*What to do:* Can you reproduce the passage about the kids' party word for word, from "Crackerjacks says that, after" to "the second one."?

*Extract provided:*
════════
Crackerjacks says that, after the party is set up and she made sure all the kids are OK, then its' time for her and Bronson to go home and prank call Mark Linn-Baker together. Um, no, that's a horrible idea. That's when Chord McKenzie breaks out his flask and pours that in the ice luge, when the bartender starts serving the older-looking girls, and when Courtney, Victoria's best friend who thinks she's a nonconformist because she bought Manic Panic once at Ricky's, takes out the ecstasy and they all dose in the bathroom. There are only two rules in life that you need to remember: don't trust teenagers, and never, no matter what, eat egg salad on the bus. You have to trust me on the second one.
════════
*Given entries:*
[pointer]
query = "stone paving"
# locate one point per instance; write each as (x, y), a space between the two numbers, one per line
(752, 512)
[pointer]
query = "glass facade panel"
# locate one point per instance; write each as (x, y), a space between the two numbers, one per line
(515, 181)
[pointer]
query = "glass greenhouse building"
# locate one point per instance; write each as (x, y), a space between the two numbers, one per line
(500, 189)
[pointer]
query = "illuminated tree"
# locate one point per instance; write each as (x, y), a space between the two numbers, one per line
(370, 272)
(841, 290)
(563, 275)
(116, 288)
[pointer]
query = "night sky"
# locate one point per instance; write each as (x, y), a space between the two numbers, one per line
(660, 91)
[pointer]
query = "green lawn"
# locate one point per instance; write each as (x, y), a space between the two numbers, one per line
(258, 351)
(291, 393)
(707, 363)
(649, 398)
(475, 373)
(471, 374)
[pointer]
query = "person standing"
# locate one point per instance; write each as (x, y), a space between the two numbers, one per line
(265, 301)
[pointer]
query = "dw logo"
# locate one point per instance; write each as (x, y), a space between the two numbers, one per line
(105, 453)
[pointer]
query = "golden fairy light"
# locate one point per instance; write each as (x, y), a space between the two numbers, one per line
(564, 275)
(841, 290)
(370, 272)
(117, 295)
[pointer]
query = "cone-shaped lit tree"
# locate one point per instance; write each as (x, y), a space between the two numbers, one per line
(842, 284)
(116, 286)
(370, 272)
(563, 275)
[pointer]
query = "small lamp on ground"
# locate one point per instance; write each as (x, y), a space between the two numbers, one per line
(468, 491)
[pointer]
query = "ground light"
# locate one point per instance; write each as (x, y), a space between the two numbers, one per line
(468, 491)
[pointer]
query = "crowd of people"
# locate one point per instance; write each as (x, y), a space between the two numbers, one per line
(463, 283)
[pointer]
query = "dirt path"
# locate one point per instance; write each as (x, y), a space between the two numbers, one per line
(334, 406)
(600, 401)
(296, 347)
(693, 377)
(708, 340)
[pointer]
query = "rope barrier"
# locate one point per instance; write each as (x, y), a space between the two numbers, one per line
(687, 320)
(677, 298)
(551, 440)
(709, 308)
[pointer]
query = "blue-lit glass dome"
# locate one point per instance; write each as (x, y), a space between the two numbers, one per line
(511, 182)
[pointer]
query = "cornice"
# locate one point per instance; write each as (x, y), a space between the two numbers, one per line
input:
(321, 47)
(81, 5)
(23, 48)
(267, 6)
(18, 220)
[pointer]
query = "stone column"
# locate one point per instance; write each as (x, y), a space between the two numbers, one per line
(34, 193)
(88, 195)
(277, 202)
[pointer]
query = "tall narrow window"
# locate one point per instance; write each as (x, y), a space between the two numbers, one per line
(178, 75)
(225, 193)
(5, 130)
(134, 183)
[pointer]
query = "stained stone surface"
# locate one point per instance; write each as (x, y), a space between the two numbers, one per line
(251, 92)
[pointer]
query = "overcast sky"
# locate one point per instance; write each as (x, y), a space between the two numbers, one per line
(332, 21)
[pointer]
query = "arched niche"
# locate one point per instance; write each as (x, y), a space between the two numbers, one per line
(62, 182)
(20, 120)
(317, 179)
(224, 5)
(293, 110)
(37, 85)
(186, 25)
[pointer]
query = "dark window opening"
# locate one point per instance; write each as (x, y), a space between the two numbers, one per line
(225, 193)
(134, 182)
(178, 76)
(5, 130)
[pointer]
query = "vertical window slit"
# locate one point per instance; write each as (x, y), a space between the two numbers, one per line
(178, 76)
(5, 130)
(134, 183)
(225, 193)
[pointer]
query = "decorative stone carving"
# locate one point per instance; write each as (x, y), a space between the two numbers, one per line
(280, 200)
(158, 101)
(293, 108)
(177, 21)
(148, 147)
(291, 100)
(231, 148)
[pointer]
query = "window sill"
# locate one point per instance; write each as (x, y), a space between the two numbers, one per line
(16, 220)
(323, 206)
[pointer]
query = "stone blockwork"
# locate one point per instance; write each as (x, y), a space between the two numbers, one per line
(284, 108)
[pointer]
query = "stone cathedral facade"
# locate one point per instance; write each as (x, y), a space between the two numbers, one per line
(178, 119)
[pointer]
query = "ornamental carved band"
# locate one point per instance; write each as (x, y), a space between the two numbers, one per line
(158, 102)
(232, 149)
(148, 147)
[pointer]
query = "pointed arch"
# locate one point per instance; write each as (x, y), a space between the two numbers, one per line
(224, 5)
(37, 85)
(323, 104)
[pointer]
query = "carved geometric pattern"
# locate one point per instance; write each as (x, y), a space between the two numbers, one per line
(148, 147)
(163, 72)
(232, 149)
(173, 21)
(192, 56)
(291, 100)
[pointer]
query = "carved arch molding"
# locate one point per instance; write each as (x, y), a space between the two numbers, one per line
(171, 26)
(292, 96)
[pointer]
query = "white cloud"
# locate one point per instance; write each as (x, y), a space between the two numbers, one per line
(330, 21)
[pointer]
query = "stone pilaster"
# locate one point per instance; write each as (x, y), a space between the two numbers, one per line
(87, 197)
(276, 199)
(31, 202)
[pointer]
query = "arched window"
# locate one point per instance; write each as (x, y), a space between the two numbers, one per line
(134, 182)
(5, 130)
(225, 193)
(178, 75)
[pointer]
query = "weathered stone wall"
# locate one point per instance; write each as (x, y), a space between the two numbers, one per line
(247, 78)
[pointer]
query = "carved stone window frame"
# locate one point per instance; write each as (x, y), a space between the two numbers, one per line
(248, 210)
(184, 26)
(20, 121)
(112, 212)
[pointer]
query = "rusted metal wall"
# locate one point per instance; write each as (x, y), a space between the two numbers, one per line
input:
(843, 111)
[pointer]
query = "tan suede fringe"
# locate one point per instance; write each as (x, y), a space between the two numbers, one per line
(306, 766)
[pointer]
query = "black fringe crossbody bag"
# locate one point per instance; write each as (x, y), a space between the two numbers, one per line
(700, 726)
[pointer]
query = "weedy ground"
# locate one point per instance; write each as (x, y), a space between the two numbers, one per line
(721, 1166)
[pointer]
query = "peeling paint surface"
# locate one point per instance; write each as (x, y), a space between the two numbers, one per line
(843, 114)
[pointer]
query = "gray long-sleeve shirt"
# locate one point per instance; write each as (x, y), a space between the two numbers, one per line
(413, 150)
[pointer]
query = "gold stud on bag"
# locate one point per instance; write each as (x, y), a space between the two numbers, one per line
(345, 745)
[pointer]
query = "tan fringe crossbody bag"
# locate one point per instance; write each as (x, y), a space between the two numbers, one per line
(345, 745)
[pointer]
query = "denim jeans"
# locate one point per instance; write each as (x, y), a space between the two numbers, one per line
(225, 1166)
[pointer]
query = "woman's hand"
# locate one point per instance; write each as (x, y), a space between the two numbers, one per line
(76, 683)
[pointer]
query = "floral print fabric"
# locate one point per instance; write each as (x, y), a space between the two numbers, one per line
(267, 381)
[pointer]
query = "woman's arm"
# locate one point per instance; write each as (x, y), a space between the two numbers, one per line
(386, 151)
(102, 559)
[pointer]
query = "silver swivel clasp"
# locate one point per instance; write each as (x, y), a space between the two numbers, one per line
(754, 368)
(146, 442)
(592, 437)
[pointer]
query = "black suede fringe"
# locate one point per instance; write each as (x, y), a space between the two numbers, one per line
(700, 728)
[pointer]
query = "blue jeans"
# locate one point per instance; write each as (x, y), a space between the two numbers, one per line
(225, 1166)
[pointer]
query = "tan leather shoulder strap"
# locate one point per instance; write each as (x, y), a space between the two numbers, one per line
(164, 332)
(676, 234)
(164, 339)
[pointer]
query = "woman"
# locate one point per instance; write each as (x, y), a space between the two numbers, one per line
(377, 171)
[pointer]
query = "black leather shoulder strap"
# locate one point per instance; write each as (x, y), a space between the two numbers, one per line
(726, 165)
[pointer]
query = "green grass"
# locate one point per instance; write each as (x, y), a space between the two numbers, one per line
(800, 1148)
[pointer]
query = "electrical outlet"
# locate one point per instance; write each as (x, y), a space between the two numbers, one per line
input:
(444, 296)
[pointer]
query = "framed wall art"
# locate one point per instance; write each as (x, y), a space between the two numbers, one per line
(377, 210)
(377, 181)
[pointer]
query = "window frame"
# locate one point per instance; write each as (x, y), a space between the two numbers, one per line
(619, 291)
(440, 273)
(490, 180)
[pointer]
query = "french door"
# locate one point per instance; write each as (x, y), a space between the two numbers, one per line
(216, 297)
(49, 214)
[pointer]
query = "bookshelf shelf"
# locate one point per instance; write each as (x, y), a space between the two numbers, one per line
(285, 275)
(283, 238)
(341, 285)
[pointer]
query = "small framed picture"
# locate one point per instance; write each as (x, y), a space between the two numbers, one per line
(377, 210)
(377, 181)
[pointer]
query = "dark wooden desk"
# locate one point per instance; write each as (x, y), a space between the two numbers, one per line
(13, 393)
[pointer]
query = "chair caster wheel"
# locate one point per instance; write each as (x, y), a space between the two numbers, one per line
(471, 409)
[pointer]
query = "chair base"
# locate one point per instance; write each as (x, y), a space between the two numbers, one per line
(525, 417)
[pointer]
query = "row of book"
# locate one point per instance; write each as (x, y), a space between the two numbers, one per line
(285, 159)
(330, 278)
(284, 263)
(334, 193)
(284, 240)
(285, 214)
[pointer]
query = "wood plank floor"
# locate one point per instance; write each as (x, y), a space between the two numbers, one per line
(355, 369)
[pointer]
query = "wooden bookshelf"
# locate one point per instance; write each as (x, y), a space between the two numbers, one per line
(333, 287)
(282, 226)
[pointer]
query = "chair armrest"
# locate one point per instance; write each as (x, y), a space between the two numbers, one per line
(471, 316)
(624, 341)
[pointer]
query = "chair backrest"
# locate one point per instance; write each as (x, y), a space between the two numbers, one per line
════════
*Solution to this task:*
Crackerjacks says that, after the party is set up and she made sure all the kids are OK, then its' time for her and Bronson to go home and prank call Mark Linn-Baker together. Um, no, that's a horrible idea. That's when Chord McKenzie breaks out his flask and pours that in the ice luge, when the bartender starts serving the older-looking girls, and when Courtney, Victoria's best friend who thinks she's a nonconformist because she bought Manic Panic once at Ricky's, takes out the ecstasy and they all dose in the bathroom. There are only two rules in life that you need to remember: don't trust teenagers, and never, no matter what, eat egg salad on the bus. You have to trust me on the second one.